**GIVEN EXERCISE:** Copy the records from the line holding "Target: dormer window" through their end, inclusive, changing "instance" to "occurrence" and leaving everything else as it is.

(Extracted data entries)
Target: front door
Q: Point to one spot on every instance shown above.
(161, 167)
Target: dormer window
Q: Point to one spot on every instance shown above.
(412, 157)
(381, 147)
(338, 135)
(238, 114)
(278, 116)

**THE REPLY:**
Target: dormer window
Q: Point to one spot on every occurrence shown above.
(412, 157)
(381, 147)
(338, 135)
(238, 114)
(278, 116)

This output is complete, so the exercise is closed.